Start of RECORDS FOR THIS EXERCISE

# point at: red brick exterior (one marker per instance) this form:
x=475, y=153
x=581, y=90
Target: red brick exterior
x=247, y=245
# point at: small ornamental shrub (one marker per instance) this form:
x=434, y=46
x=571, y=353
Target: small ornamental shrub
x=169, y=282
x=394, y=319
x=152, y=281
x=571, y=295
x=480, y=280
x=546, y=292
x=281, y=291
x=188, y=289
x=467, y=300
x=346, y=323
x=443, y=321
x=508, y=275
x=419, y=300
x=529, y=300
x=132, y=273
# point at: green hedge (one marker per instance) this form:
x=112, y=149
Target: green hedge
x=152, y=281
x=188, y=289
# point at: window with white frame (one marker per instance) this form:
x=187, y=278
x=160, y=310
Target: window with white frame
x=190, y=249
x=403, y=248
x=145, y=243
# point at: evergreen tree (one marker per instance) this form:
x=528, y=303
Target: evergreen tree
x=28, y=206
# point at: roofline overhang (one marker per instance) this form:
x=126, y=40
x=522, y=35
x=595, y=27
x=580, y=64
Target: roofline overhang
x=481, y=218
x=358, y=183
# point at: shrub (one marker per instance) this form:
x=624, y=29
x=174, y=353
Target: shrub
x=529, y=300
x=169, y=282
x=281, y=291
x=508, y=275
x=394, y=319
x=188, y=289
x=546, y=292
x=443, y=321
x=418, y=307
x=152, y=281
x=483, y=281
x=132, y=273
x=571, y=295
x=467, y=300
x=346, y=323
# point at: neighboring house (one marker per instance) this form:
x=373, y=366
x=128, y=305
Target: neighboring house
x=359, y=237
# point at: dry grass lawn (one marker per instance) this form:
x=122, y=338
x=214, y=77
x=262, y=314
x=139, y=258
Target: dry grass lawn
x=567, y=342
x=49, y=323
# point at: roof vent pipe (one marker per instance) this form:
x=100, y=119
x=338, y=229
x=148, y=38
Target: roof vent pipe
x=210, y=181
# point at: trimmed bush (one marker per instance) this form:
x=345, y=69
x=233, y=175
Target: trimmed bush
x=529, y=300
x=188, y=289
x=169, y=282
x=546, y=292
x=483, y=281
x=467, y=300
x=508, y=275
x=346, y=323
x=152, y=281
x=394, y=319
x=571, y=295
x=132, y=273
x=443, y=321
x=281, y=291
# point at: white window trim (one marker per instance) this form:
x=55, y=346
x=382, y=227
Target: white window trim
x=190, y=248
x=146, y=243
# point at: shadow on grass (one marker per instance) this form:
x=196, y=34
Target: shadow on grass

End of RECORDS FOR THIS EXERCISE

PROBLEM TO SOLVE: Restate each record word for word.

TASK ANSWER:
# point at: red brick exterior (one marker per instance) this form:
x=475, y=153
x=581, y=90
Target: red brick exterior
x=247, y=245
# point at: small ornamental shrub (one marker per instance) this form:
x=434, y=46
x=571, y=353
Target: small ornamental shrub
x=169, y=282
x=394, y=319
x=152, y=281
x=571, y=295
x=480, y=280
x=546, y=292
x=281, y=291
x=188, y=289
x=467, y=300
x=346, y=323
x=443, y=321
x=508, y=275
x=419, y=300
x=529, y=300
x=132, y=273
# point at: green hedge (one marker per instance) this form:
x=112, y=149
Target: green hedge
x=152, y=281
x=188, y=289
# point at: window with white frame (one marker per instance) this form:
x=187, y=278
x=160, y=310
Target: window with white frame
x=190, y=249
x=403, y=248
x=145, y=243
# point at: evergreen tree (one marker per instance) this form:
x=528, y=303
Target: evergreen tree
x=28, y=206
# point at: roofline overhang (one marker per instance) this form:
x=126, y=40
x=522, y=35
x=595, y=27
x=580, y=64
Target: roofline overhang
x=481, y=218
x=358, y=183
# point at: shrub (one marker per instance) this form:
x=624, y=29
x=174, y=353
Target: shrub
x=529, y=300
x=169, y=282
x=281, y=291
x=508, y=275
x=394, y=319
x=188, y=289
x=546, y=292
x=443, y=321
x=418, y=307
x=152, y=281
x=483, y=281
x=132, y=273
x=571, y=295
x=467, y=300
x=346, y=323
# point at: neighboring house (one marker per instance) this form:
x=373, y=366
x=128, y=305
Target: neighboring house
x=359, y=237
# point at: dry grass lawn (one marker per instance) this form:
x=122, y=338
x=214, y=77
x=262, y=314
x=139, y=258
Target: dry grass lawn
x=567, y=342
x=49, y=323
# point at: roof vent pipe (one marker per instance) this form:
x=100, y=119
x=338, y=229
x=148, y=38
Target: roof vent pipe
x=210, y=181
# point at: trimmed bush (one marker per instance) this form:
x=345, y=69
x=233, y=175
Target: trimmed bush
x=529, y=300
x=188, y=289
x=169, y=282
x=546, y=292
x=483, y=281
x=467, y=300
x=508, y=275
x=346, y=323
x=152, y=281
x=394, y=319
x=571, y=295
x=132, y=273
x=443, y=321
x=281, y=291
# point at: white window trim (one marker per instance) this form:
x=55, y=346
x=382, y=227
Target: white window trim
x=190, y=248
x=146, y=243
# point at: shadow on grass (one marker per instance) this form:
x=196, y=34
Target: shadow on grass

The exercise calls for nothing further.